WHAT TO PRODUCE =
Copy every item below word for word, leaving nothing out.

LISTING =

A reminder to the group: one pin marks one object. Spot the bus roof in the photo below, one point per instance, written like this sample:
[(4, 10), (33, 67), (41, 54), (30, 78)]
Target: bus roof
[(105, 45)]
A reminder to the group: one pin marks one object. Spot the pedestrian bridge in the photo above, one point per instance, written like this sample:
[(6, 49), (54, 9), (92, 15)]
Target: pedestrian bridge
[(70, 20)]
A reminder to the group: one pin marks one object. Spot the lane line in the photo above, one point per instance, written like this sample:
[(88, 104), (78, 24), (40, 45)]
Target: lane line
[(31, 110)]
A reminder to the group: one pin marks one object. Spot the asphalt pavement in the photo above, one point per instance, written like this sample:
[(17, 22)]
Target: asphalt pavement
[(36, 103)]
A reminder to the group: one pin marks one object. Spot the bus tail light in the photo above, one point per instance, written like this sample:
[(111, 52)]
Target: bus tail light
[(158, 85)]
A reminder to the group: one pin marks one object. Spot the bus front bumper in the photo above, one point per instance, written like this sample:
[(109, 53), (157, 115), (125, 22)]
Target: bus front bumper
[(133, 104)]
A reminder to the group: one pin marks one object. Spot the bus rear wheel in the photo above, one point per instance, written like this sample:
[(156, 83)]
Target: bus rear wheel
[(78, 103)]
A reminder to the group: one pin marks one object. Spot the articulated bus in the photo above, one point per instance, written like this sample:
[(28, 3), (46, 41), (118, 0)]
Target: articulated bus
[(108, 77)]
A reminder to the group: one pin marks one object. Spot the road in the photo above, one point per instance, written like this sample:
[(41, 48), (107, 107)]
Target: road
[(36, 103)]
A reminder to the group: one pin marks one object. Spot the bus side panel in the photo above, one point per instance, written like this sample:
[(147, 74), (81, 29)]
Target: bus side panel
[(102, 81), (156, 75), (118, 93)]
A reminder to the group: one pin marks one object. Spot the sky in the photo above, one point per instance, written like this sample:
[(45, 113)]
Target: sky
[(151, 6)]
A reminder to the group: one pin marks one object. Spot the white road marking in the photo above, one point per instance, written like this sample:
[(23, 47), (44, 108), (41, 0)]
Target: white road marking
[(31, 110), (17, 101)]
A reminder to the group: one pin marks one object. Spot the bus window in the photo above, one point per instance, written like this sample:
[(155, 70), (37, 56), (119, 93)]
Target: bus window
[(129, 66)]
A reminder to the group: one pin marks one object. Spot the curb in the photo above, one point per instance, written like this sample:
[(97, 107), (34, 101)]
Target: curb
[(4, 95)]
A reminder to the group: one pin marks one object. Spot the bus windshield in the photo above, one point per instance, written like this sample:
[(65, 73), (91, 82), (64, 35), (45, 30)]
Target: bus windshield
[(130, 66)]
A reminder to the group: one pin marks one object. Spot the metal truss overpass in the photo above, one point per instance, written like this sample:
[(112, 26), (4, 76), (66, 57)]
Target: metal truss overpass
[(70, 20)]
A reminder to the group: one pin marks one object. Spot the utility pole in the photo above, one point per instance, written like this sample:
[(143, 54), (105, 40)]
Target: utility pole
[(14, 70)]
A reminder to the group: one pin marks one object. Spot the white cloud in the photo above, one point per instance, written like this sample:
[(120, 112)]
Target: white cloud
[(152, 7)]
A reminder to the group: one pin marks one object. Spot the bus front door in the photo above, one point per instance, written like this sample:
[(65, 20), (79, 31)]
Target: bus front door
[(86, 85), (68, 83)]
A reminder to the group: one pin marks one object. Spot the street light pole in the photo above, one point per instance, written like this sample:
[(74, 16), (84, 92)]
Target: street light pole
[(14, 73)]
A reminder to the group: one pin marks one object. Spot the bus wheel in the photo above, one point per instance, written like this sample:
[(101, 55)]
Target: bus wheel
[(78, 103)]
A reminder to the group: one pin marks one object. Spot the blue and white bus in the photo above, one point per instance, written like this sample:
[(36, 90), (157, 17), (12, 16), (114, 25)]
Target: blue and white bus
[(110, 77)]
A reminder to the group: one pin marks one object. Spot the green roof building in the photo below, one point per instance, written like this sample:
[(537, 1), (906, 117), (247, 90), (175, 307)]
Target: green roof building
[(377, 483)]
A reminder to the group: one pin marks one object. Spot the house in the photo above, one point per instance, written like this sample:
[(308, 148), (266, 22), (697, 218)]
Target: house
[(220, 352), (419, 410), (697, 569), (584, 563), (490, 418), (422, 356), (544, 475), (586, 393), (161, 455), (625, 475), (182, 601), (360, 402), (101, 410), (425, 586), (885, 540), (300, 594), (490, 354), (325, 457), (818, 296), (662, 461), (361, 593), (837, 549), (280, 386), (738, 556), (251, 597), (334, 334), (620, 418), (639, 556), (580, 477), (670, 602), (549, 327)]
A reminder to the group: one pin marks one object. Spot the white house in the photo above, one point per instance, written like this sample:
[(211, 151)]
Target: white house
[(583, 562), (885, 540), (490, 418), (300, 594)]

SOLVED PROBLEM =
A reminder to the group: one pin marks one object. Spot the bus roof in the photo below, one point per instance, written like this sample:
[(4, 10), (33, 67), (41, 54), (30, 78)]
Target: bus roof
[(105, 45)]
A reminder to the group: one pin marks one object. Spot the pedestrian bridge in the photo above, one point per instance, written like this sample:
[(6, 49), (54, 9), (92, 15)]
Target: pedestrian bridge
[(70, 20)]
A reminder to the group: one pin marks one object. Spot the lane line in the photo above, one point per instance, written like this sample:
[(88, 104), (78, 24), (40, 45)]
Target: lane line
[(31, 110)]
A reminder to the group: one pin marks one object. Spot the asphalt pavement in the photo above, one point per instance, written like this sample:
[(17, 22)]
Target: asphalt pavement
[(36, 103)]
A reminder to the group: one pin marks one object. Spot the bus tail light in the photo above, one point per instance, written like this sample:
[(111, 52)]
Target: bus tail light
[(158, 85)]
A reminder to the group: one pin marks one object. Spot the bus front bumper in the photo above, one point per instance, written like this sample:
[(109, 53), (157, 115), (125, 22)]
Target: bus front bumper
[(133, 104)]
A reminder to the group: one pin marks one object. Spot the bus rear wheel in the photo above, one point per instance, written like this sample:
[(156, 83)]
Target: bus rear wheel
[(78, 103)]
A reminder to the group: one pin marks one object. Spot the articulated bus in the photo above, one point per instance, written like this sample:
[(28, 3), (46, 41), (118, 0)]
Target: articulated bus
[(108, 77)]
A reminder to the group: one pin marks one object. Spot the road in the photo above, one point per instance, written like this sample:
[(41, 48), (107, 107)]
Target: road
[(36, 103)]
A reminder to the group: one pin marks one object. Spot the bus side panel in the photo above, one point per instance, written like this sample:
[(147, 74), (81, 29)]
Target: bus side panel
[(102, 81), (156, 75), (118, 93)]
A reminder to the group: one pin marks one object. Spot the sky in the photo above, one point per instance, written like this sample:
[(45, 113)]
Target: sky
[(151, 6)]
A reminder to the group: one pin marks one object. Spot the white road marking in the photo above, one point per instance, written like this sample:
[(23, 47), (44, 108), (41, 0)]
Target: white road marking
[(31, 110), (17, 101)]
A reminder to the group: one pin marks one object. Spot the bus window in the photo above, one point per instance, written like this sample:
[(155, 70), (37, 56), (119, 93)]
Target: bus window
[(129, 66)]
A reminder to the group: one pin marks one object. Spot the curb in the photo above, one point per instance, written like this sample:
[(97, 107), (34, 101)]
Target: curb
[(4, 95)]
A reminder to the group: one pin marks one object. Spot the bus windshield in the photo above, one point per instance, written like this sample:
[(65, 73), (91, 82), (64, 35), (45, 30)]
Target: bus windshield
[(130, 66)]
A reminder to the group: one pin marks one object. Spot the metal truss overpass in the photo above, one point per instance, written like this sample:
[(112, 26), (4, 76), (66, 57)]
Target: metal truss overpass
[(70, 20)]
A reminder to the group: one pin marks one object. Spot the utility pole in the photo above, one point per instance, written like this sample:
[(143, 54), (105, 40)]
Target: utility pole
[(14, 70)]
A reminder to the group: one pin marks one object. Spot the white cloud in the photo above, one point per instance, written like this sample:
[(120, 112)]
Target: white cloud
[(152, 7)]
A reminder to the group: one pin marks one object. Spot the bus front door in the photo above, one point per instance, written like this sample:
[(65, 20), (79, 31)]
Target: bus front door
[(86, 85), (68, 83)]
A reminder to the group: one pin marks one object. Spot the street light pole in the photo above, one point per instance, written like this sample:
[(74, 16), (84, 92)]
Target: street light pole
[(14, 73)]
A reminder to the group: one pin marks one object. Spot the bus wheel in the photo above, one point per instance, written like this sample:
[(101, 55)]
Target: bus wheel
[(78, 103)]
A reminder to the group: one pin marks one object. Spot the blue and white bus in the photo above, one point per instance, written like this sample:
[(36, 90), (157, 17), (12, 16), (114, 25)]
Target: blue and white bus
[(110, 77)]
A reminder to the group: one pin marks one object. Spot the green roof building in the photo below, one point per instance, written like this sample:
[(537, 1), (906, 117), (247, 90), (175, 307)]
Target: green roof building
[(377, 483)]
A reminder to the group: one pin marks one object. Spot the house in the photo above, one point per instance, written like this sample:
[(308, 148), (266, 22), (697, 218)]
Target: house
[(220, 352), (419, 410), (697, 569), (584, 563), (490, 418), (422, 356), (544, 475), (586, 393), (161, 455), (625, 475), (182, 601), (360, 402), (101, 410), (425, 586), (885, 540), (300, 594), (490, 354), (325, 457), (818, 296), (662, 461), (361, 593), (837, 549), (280, 386), (738, 556), (251, 597), (334, 334), (620, 418), (639, 556), (580, 477), (670, 602), (549, 327)]
A reminder to the group: one pin marks one object. Spot the white house in the photo above, one point per instance, written like this sample:
[(211, 151)]
Target: white house
[(583, 562), (885, 540), (490, 418), (300, 594)]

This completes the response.